Le Brésil, pays émergent des « B.R.I.C.S », est la première économie d’Amérique latine et la 8ème mondiale. Ce pays possède des atouts, comme ses nombreuses ressources naturelles ou encore ses secteurs industriels et tertiaires, mais connaît également des faiblesses d’un point de vue structurel comme les coûts de production élevés ou le manque de travailleurs qualifiés.
Le Brésil a commencé son intégration dans le processus de mondialisation dans les années 1990. Pour ce faire, il s’est spécialisé dans le secteur primaire : depuis cette date, la production agricole brésilienne a été multipliée par deux et celle animale par trois, ce qui nécessite une immense quantité de terres. Son développement a été favorisé par trois facteurs : la libéralisation entre le Brésil et le reste du monde avec une baisse des taxes, la dérégulation de l’agriculture (moins de normes à respecter) ainsi que le faible niveau du Real.
Selon l’OCDE, le Brésil est en passe de devenir le premier exportateur de produits agricoles au monde. Il est déjà aujourd’hui : 1er producteur mondial de soja, de café, de sucre – 2ème producteur mondial de maïs – 3ème producteur mondial de volaille. C’est ce que retrace le schéma suivant :
I. La primarisation de l’économie Brésilienne
L’économie brésilienne est donc « primarisée », cela a lieu lorsque la part des exportations du secteur concerné, ici l’agriculture, est prédominante par rapport au total des exportations du pays. Comme le montre le schéma ci – contre, les produits agricoles représentent 42% des exportations brésiliennes en 2015. A l’échelle mondiale, le Brésil exporte plus de 5% du total des exportations agricoles dans le monde.
“Le secteur primaire est fondamental à court terme pour le pays, puisqu’il tire les exportations à la hausse, et ce dans un contexte international favorable au Brésil, avec une bonne tenue de l’Europe et des États-Unis, une reprise des pays émergents et des prévisions d’accélération des échanges commerciaux”, explique Sylvain Bellefontaine, économiste sénior de BNP Paribas – Economies Emergentes et Risque Pays – en charge de l’Amérique Latine. Même si c’est la voie la plus courte pour accroître les revenus nationaux, elle est limitée pour le développement économique du pays, puisqu’elle est notamment dépendante de la volatilité des cours des matières premières, des conditions climatiques ainsi que des tensions politiques. C’est donc pour cela qu’aujourd’hui au Brésil, le risque sectoriel se rapportant à l’agroalimentaire est élevé.
Cependant, ce secteur pose un problème majeur : les fazendas, c’est – à – dire les grandes propriétés agricoles situées au Brésil, sont responsables de la déforestation de la forêt amazonienne. Avec une superficie de 5,5 millions de km², soit la moitié de la superficie totale de l’Europe, elle regroupe près de 30 000 espèces de plantes, 420 tribus et emmagasinent entre 90 et 140 milliards de tonnes de CO². Malgré cela, le feu est mis à la forêt pour ensuite pouvoir exploiter les champs. En 2019, les incendies qui ont touché la forêt amazonienne ont détruit plus de 6 400 km², soit une hausse de plus de 91% par rapport à la même période en 2018.

→ MATÉRIEL FOURNI

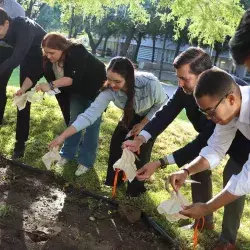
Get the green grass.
[0,75,250,249]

→ CONSIGNE 1
Recopiez sans rien changer le passage du texte sur l'économie brésilienne qui s'ouvre sur les mots contenant « Le Brésil, pays » et se ferme sur « de travailleurs qualifiés. ».
→ CONSIGNE 2
Dans le texte sur l'économie brésilienne, transformez en liste à puces le paragraphe qui commence par « Le Brésil a commencé son intégration », en conservant ses faits principaux.
→ CONSIGNE 3
D'après le texte sur l'économie brésilienne, quelle part des exportations brésiliennes les produits agricoles représentent-ils en 2015 ?

→ RÉPONSE COMPLÈTE 1
Le Brésil, pays émergent des « B.R.I.C.S », est la première économie d’Amérique latine et la 8ème mondiale. Ce pays possède des atouts, comme ses nombreuses ressources naturelles ou encore ses secteurs industriels et tertiaires, mais connaît également des faiblesses d’un point de vue structurel comme les coûts de production élevés ou le manque de travailleurs qualifiés.

→ RÉPONSE COMPLÈTE 2
- Le Brésil s'intègre à la mondialisation dans les années 1990 en se spécialisant dans le secteur primaire.
- Depuis, la production agricole a doublé et la production animale a triplé, ce qui nécessite une immense quantité de terres.
- Trois facteurs ont favorisé ce développement :
  - la libéralisation entre le Brésil et le reste du monde, avec une baisse des taxes ;
  - la dérégulation de l'agriculture, avec moins de normes à respecter ;
  - le faible niveau du Real.

→ RÉPONSE COMPLÈTE 3
Ils en représentent 42 %.